BEGIN
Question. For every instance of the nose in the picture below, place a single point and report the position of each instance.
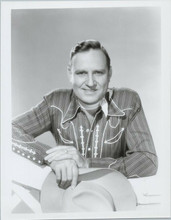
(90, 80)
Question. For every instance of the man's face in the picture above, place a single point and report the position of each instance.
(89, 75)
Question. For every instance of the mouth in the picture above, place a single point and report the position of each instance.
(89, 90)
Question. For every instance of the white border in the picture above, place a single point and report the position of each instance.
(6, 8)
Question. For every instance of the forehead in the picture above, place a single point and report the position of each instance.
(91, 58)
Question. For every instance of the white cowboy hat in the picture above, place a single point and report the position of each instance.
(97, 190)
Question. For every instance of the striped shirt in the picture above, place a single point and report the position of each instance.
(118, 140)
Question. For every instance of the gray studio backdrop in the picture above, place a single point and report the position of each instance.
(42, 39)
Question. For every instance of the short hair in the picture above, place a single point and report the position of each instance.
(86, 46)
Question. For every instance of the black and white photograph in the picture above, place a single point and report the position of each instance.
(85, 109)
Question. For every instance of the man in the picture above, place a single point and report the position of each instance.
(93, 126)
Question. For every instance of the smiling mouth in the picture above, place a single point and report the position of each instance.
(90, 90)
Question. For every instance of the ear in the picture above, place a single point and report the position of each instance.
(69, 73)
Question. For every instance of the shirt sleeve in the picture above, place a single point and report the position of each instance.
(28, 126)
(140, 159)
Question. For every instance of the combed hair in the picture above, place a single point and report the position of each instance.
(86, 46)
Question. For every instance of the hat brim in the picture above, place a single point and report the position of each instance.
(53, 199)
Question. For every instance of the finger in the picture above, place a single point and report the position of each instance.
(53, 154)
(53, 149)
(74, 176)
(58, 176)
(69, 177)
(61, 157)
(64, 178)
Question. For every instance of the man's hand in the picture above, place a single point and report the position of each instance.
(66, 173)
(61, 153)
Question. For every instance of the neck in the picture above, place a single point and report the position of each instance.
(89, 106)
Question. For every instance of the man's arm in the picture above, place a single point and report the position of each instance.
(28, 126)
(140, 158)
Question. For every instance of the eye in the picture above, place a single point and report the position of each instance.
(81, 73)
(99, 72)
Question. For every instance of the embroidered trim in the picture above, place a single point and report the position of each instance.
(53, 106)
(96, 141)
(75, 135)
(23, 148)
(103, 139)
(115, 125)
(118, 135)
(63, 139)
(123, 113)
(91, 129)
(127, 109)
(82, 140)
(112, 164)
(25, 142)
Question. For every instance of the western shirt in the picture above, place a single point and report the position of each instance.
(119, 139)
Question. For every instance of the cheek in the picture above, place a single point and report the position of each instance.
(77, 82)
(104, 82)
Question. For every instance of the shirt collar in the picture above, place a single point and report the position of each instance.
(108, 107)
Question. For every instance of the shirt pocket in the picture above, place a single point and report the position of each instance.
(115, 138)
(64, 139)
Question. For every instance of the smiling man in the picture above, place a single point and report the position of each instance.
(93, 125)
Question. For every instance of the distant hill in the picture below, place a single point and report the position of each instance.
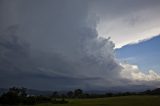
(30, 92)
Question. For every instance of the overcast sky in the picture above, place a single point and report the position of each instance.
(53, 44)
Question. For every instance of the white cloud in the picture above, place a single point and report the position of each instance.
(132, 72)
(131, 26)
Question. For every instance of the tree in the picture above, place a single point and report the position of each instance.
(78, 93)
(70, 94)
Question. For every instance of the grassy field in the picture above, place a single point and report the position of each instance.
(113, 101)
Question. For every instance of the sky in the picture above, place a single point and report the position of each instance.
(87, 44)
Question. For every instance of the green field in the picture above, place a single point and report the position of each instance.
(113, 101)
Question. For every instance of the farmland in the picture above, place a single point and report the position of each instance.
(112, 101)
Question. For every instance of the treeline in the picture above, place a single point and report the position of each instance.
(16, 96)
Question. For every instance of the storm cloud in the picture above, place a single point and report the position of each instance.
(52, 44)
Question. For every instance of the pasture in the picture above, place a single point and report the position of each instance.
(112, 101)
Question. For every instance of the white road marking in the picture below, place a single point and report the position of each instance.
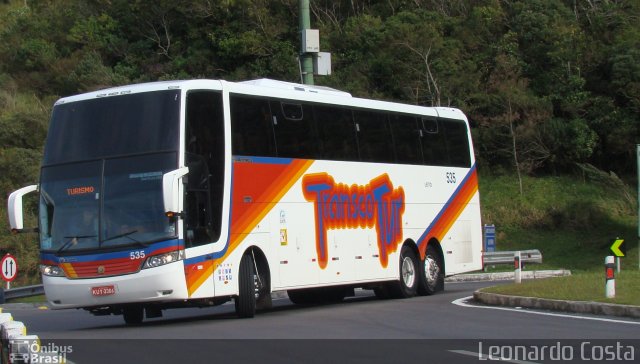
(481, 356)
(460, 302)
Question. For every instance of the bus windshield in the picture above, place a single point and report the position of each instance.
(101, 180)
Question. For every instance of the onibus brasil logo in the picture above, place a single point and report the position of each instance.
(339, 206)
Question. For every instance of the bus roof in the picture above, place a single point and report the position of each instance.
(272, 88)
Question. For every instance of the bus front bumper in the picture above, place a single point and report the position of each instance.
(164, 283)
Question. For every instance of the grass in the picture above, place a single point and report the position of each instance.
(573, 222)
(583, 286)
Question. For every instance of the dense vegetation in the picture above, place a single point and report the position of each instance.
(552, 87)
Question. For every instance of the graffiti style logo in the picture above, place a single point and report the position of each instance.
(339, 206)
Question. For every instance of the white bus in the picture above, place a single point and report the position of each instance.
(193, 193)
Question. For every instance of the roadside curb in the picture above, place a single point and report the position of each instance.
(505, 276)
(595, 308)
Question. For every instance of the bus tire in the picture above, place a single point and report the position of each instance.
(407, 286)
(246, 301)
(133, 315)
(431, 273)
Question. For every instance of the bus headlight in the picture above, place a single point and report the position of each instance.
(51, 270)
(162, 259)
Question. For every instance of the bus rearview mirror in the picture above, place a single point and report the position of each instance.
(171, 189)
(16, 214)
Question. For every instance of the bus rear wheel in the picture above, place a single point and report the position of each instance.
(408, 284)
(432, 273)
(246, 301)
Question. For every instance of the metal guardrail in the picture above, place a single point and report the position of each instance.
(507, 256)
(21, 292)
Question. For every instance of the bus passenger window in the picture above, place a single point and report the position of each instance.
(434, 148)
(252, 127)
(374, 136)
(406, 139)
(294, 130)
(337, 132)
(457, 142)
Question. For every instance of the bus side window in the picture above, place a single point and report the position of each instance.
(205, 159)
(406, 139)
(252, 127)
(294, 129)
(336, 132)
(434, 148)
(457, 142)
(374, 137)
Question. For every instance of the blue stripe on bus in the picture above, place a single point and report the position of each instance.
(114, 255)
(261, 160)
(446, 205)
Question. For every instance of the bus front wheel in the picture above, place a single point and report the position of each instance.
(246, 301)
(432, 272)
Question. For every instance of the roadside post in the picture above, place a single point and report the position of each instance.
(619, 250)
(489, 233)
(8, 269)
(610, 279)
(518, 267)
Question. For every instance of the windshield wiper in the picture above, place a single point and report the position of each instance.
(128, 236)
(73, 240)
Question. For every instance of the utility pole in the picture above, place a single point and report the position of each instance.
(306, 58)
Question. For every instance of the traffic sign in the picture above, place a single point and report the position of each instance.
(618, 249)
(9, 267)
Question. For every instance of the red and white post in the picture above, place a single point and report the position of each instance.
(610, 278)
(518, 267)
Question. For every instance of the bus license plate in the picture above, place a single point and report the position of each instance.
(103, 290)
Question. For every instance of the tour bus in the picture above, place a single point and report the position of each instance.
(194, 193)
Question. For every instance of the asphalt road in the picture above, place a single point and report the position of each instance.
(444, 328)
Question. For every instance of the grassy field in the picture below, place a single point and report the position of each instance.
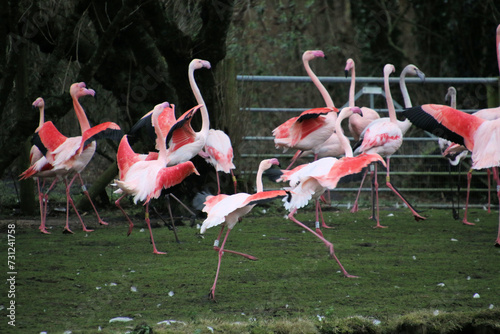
END
BEGIN
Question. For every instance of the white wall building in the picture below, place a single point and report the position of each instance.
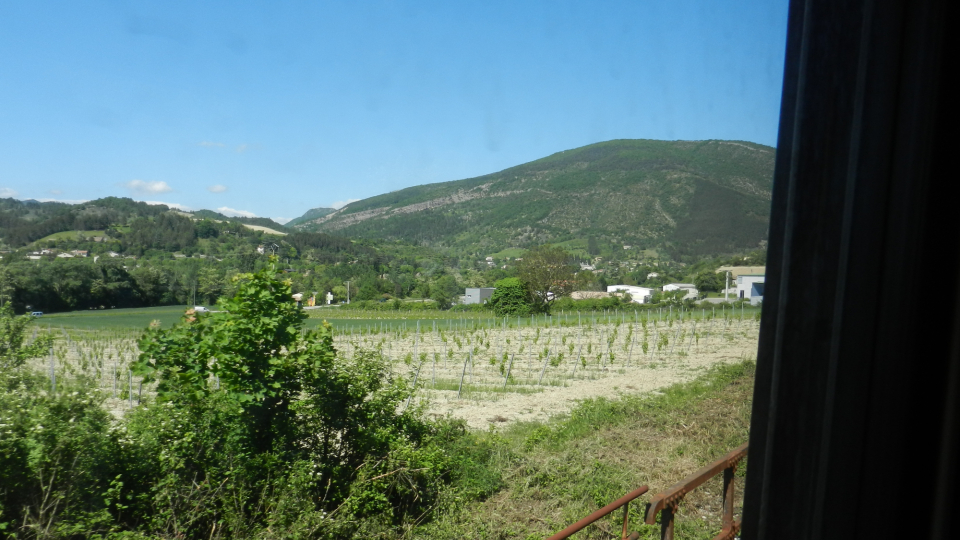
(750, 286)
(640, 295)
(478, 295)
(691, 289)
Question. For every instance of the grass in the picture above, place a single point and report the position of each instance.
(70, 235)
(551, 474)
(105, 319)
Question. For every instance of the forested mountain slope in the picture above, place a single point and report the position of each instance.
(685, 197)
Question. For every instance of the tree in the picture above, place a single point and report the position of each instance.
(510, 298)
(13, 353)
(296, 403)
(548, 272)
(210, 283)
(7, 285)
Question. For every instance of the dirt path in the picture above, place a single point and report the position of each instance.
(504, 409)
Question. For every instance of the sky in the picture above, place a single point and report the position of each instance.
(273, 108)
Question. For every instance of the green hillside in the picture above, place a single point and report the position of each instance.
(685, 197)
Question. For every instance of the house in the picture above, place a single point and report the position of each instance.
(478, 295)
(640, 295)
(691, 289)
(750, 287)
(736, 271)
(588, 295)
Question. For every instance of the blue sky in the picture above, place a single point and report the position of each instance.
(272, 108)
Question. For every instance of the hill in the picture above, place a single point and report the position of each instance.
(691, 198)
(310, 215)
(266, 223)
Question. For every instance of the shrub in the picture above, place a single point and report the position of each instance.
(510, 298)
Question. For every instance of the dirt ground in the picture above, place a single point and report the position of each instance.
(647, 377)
END
ACTION ITEM –
Retype only the stretch of lines above starting at the one with "Question. For every instance of the bus side" and stopping at the one with "field in the picture below, place", exactly as written, with both kept.

SOLUTION BELOW –
Question. For every instance of the bus side window in the picture above, place a single point and report the position of each instance.
(205, 159)
(406, 139)
(252, 127)
(294, 129)
(336, 132)
(434, 148)
(457, 142)
(374, 137)
Question. For every instance of the blue stripe on bus in the picture above, place a single point and report the position of each instance.
(114, 255)
(261, 160)
(446, 205)
Question. For every instance of the bus front wheel in the picture above, place a single point and report the position of each instance.
(246, 301)
(432, 272)
Question. For every instance of the roadside post in the picture above, place a single point and report the position of each instance.
(619, 250)
(489, 233)
(8, 269)
(610, 279)
(518, 267)
Question. For every instance of the windshield wiper in the picture above, place a single point and report the position of each instance.
(128, 236)
(73, 240)
Question. For every instance of the utility pole in the picture above, place a single point and report the position of each instance.
(306, 58)
Question. For every instance of the traffic sign in the picture above, place a single point and report the position of each instance.
(618, 249)
(9, 267)
Question. For every instance of the red and white post in the picture above, place a single point and report the position of each instance.
(610, 278)
(518, 267)
Question. For every instance of the bus license plate in the picture above, place a single point and report the position of each instance.
(103, 290)
Question. For every instance of the tour bus in the picture above, place a single point and report the position of each instance.
(194, 193)
Question. For every instance of the asphalt road in the picture above, place a single point and report the position of each instance.
(444, 328)
Question. For every instance of the grassy field in the picture below, place a single point and report the position of each instance.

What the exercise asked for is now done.